◆ **INPUT MATERIAL**:

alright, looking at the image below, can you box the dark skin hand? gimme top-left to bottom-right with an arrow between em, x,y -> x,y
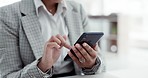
38,35 -> 71,72
68,43 -> 98,69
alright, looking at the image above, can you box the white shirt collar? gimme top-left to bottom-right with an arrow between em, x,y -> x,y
34,0 -> 67,16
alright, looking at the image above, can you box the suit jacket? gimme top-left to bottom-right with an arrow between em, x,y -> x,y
0,0 -> 104,77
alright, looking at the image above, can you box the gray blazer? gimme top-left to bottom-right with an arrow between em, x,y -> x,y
0,0 -> 104,78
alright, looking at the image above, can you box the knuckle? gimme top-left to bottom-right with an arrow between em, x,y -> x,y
51,36 -> 54,39
58,41 -> 61,44
78,55 -> 83,59
80,48 -> 85,52
69,52 -> 73,57
86,44 -> 90,49
77,61 -> 82,66
52,42 -> 57,45
52,36 -> 56,39
73,48 -> 78,53
78,47 -> 82,51
56,34 -> 60,37
83,52 -> 87,56
88,49 -> 93,53
87,59 -> 91,62
61,41 -> 65,44
46,43 -> 51,47
73,57 -> 77,61
92,54 -> 97,58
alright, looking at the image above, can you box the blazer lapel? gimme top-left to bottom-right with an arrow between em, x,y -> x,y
20,0 -> 44,59
64,7 -> 83,46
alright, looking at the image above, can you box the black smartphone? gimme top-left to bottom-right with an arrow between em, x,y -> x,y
64,32 -> 104,61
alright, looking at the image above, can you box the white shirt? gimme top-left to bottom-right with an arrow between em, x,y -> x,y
34,0 -> 74,75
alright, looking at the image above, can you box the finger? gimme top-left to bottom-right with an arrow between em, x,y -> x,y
71,46 -> 85,61
49,36 -> 61,45
46,42 -> 60,49
94,43 -> 99,51
68,52 -> 82,65
63,35 -> 67,40
56,34 -> 71,49
63,35 -> 71,49
75,44 -> 91,61
82,43 -> 97,58
64,43 -> 71,50
62,35 -> 71,49
56,34 -> 66,46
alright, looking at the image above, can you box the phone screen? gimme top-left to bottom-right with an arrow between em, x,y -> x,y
64,32 -> 104,61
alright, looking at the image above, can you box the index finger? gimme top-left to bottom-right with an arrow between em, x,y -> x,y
62,35 -> 72,49
63,42 -> 71,50
56,34 -> 71,49
82,43 -> 97,58
56,34 -> 65,46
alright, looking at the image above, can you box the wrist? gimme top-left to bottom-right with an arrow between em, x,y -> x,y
37,58 -> 52,73
82,57 -> 101,75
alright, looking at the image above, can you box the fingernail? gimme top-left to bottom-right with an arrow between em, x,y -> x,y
59,46 -> 62,49
76,44 -> 80,48
83,43 -> 87,46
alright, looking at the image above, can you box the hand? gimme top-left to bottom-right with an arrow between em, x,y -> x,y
68,43 -> 98,69
37,34 -> 71,72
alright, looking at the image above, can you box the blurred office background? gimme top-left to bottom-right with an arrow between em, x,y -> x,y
0,0 -> 148,78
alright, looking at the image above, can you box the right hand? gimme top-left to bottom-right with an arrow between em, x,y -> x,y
37,34 -> 71,72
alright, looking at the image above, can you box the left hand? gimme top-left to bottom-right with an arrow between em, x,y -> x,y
68,42 -> 98,69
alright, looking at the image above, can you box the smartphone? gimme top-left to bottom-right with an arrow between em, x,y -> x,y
64,32 -> 104,61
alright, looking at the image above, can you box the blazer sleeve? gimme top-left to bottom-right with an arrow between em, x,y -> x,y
0,7 -> 49,78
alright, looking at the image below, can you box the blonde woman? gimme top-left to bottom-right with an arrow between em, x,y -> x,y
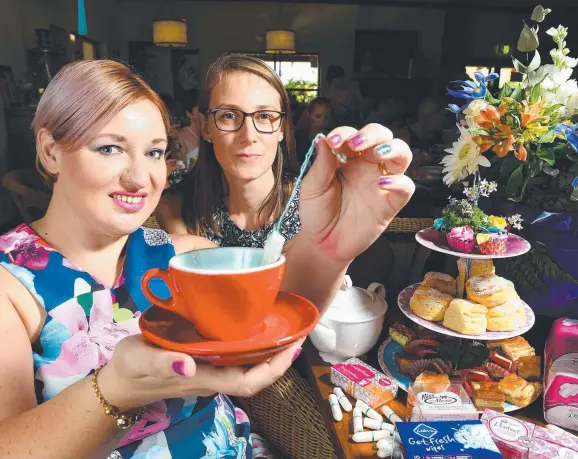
0,60 -> 413,458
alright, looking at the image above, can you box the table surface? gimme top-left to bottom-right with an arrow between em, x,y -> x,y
301,339 -> 547,459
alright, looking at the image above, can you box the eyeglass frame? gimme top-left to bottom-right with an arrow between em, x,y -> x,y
204,108 -> 286,133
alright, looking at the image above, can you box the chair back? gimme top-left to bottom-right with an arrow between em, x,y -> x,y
1,169 -> 52,223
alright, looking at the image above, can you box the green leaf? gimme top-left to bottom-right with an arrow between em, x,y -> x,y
506,164 -> 524,198
537,147 -> 556,165
530,83 -> 542,103
543,104 -> 564,117
486,91 -> 501,105
469,127 -> 491,136
510,86 -> 524,102
499,84 -> 513,99
539,129 -> 557,144
501,154 -> 520,178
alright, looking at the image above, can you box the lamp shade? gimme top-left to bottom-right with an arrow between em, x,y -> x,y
153,20 -> 187,47
266,29 -> 295,54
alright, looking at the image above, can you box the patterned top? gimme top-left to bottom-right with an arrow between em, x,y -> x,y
0,224 -> 252,459
205,180 -> 301,248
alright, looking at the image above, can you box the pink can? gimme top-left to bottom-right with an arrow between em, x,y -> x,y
544,318 -> 578,431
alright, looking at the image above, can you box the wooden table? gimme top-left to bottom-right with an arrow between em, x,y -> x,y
301,339 -> 547,459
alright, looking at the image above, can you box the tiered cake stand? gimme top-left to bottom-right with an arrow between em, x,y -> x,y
379,228 -> 537,413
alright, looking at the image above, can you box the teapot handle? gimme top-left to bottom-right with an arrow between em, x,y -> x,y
367,282 -> 386,299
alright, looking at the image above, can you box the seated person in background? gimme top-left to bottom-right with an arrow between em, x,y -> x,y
407,95 -> 450,150
294,96 -> 333,165
366,99 -> 411,145
325,64 -> 365,127
0,59 -> 415,458
172,89 -> 201,171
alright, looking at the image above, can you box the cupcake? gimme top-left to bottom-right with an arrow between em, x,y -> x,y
477,232 -> 508,255
433,217 -> 447,244
477,215 -> 509,255
446,225 -> 475,253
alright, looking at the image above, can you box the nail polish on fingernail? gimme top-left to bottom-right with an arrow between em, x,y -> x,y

◆ **INSTRUCTIONS FOR THE TASK**: Each record above must be retyped exactly as given, with the images excluded.

◆ **THE ANSWER**:
alright, looking at the image below, can you box the dark skin hand? gimme top-left to bottom-right with an arrow between em, x,y -> x,y
38,35 -> 71,72
68,43 -> 98,69
alright, looking at the image above, can you box the white shirt collar? gimme top-left to bottom-right with an arrow between em, x,y -> x,y
34,0 -> 67,16
alright, looking at the image above, can you box the suit jacket? gimme top-left to bottom-right with an arrow between em, x,y -> x,y
0,0 -> 104,77
alright, looking at the image above, can you box the gray blazer? gimme top-left to bottom-right with an arrow between em, x,y -> x,y
0,0 -> 104,78
alright, looking at the image above, can you box the knuckle? gimme top-left to bottom-right with an arrow between em, x,y -> x,y
51,36 -> 54,39
58,41 -> 61,44
78,55 -> 83,59
80,48 -> 85,52
69,52 -> 73,57
86,44 -> 90,49
77,61 -> 82,66
52,42 -> 57,45
52,36 -> 56,39
73,48 -> 78,53
78,47 -> 82,51
56,34 -> 60,37
83,52 -> 87,56
88,49 -> 93,53
87,59 -> 91,62
61,41 -> 65,44
46,43 -> 51,47
73,57 -> 77,61
92,54 -> 97,58
alright, looking at the image above, can you box the blazer lapel? gimme top-left to bottom-right with an arrow between em, x,y -> x,y
20,0 -> 44,59
64,7 -> 83,46
alright, looking at the image above, can you box the black smartphone? gimme top-left to bottom-right with an arrow between em, x,y -> x,y
64,32 -> 104,61
alright, looking at the image above, can you box the white shirt? gimme top-left to bottom-right with an arrow between em, x,y -> x,y
34,0 -> 74,75
alright, looking at the image above, can you box the finger? gimme top-left to bottom-right with an arrow between em, x,y -> x,y
71,46 -> 85,61
49,36 -> 61,45
46,42 -> 60,49
94,43 -> 99,51
68,52 -> 82,65
63,35 -> 67,40
56,34 -> 71,49
63,35 -> 71,49
75,44 -> 91,61
82,43 -> 97,58
64,43 -> 71,50
62,35 -> 71,49
56,34 -> 66,46
alright, looking at the image above, can you box the phone screen? gimme top-left to bottom-right with an arrow between em, x,y -> x,y
64,32 -> 104,61
alright, looking at the image above, can you box the index finger? gimme top-left to bottom-right with an arrow between em, x,y -> x,y
62,35 -> 72,49
63,42 -> 71,50
56,34 -> 71,49
82,43 -> 97,58
56,34 -> 65,46
alright, looking at the image above, can you box the wrist? gimme top-left to bottom-right with an arrow between em, x,y -> x,y
37,58 -> 52,73
82,57 -> 101,75
alright, looking at the image above, can you box the fingernail? gimme top-left to bottom-right with an arrow between em, x,y -> x,y
59,46 -> 62,49
76,44 -> 80,48
83,43 -> 87,46
alright, looking at the image above, can you box the hand? gimme top-left to bottom-right with an arrow between em, x,y -> x,y
68,43 -> 98,69
37,34 -> 71,72
alright, looking at the image above, can you box the blurred office background? gimme top-left to bottom-right with an arrow between em, x,y -> x,y
0,0 -> 148,78
alright, looking at the image above, can you box the right hand? gimme top-left to bottom-right with an arrow between em, x,y -> x,y
37,34 -> 71,72
alright, looking at the image above, can you box the left hand? gimme top-left to bottom-right with an arrow between em, x,y -> x,y
68,42 -> 98,69
alright, looking at the image above, can you box the smartphone? gimme top-left to bottom-right with an arrow between em, x,y -> x,y
64,32 -> 104,61
alright, looking at the image above, can you box the blazer sleeve? gimme top-left to bottom-right with an arrow between em, x,y -> x,y
0,7 -> 49,78
alright, looking at the image below, can you box the blonde woman? gimme top-left to bottom-right with an arrow between em, x,y -> x,y
0,60 -> 413,458
alright, looking at the image above, can you box the table surface? gimme top-left to bottom-right with an arrow between em, x,y -> x,y
301,339 -> 547,459
alright, looking at the image above, can you box the eyeglass frame? gimme top-left to bottom-right with an arrow between em, x,y -> x,y
204,108 -> 286,133
alright, looking at the image above, can you box the chair back? gimme top-left to bottom-right with an arrow between em, x,y -> x,y
1,169 -> 52,223
alright, looking at the image above, can you box the green leaf? gimme top-left to bottom-right with an arrow between em, x,y -> x,y
506,164 -> 524,198
537,147 -> 556,165
530,83 -> 542,103
543,104 -> 564,117
486,91 -> 501,105
469,127 -> 491,136
510,86 -> 524,102
499,84 -> 513,99
539,129 -> 557,144
501,154 -> 520,178
alright, looking at the image above, can you box the lamp shade? gimme top-left to bottom-right with an arrow between em, x,y -> x,y
153,20 -> 187,47
266,29 -> 295,54
alright, looking at the image above, can you box the patterned top? gimme top-left to bottom-right with an arrow between em, x,y -> x,y
0,224 -> 252,459
205,180 -> 301,248
alright, looking at the image above, can you box the pink can? gimme top-left to bottom-right with an arrow between em, x,y -> x,y
544,318 -> 578,431
alright, looking at the image above, can you box the wooden table? gimme top-left to bottom-right with an arrow between em, x,y -> x,y
301,339 -> 547,459
alright, looking at the image above, can you box the tiered cake stand? gimme top-left to bottom-right with an arrow between em, x,y -> x,y
379,228 -> 537,413
alright, looking at the image above, can you box the teapot handle? gimme top-left to bottom-right with an arrow between em, x,y -> x,y
367,282 -> 386,299
alright, looking at the image above, can you box the seated person in background? gimme top-left to bottom-right with an arrow between em, x,y -> x,y
407,95 -> 450,150
294,96 -> 333,165
366,99 -> 411,145
325,64 -> 365,127
0,59 -> 415,458
172,89 -> 201,171
alright, looking at the image above, can you box the cupcake? gimme top-left to bottom-right with an arrow between em, x,y -> x,y
477,232 -> 508,255
433,217 -> 447,244
477,215 -> 509,255
446,225 -> 475,253
alright, looking at the image above, can you box the nail polish on fingernail? gimme top-left to bottom-right with an arrow between em, x,y -> x,y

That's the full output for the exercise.